AIM OF THE TASK: In the records, change every occurrence of "box truck" to "delivery van" and reproduce the lines with nothing else altered.

DATASET EXCERPTS:

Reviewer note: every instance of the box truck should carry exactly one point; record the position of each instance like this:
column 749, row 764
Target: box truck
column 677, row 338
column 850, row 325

REPLY:
Reviewer note: every instance of the delivery van should carry exactly one point; record the position of each instance like this:
column 749, row 764
Target: delivery van
column 677, row 338
column 850, row 325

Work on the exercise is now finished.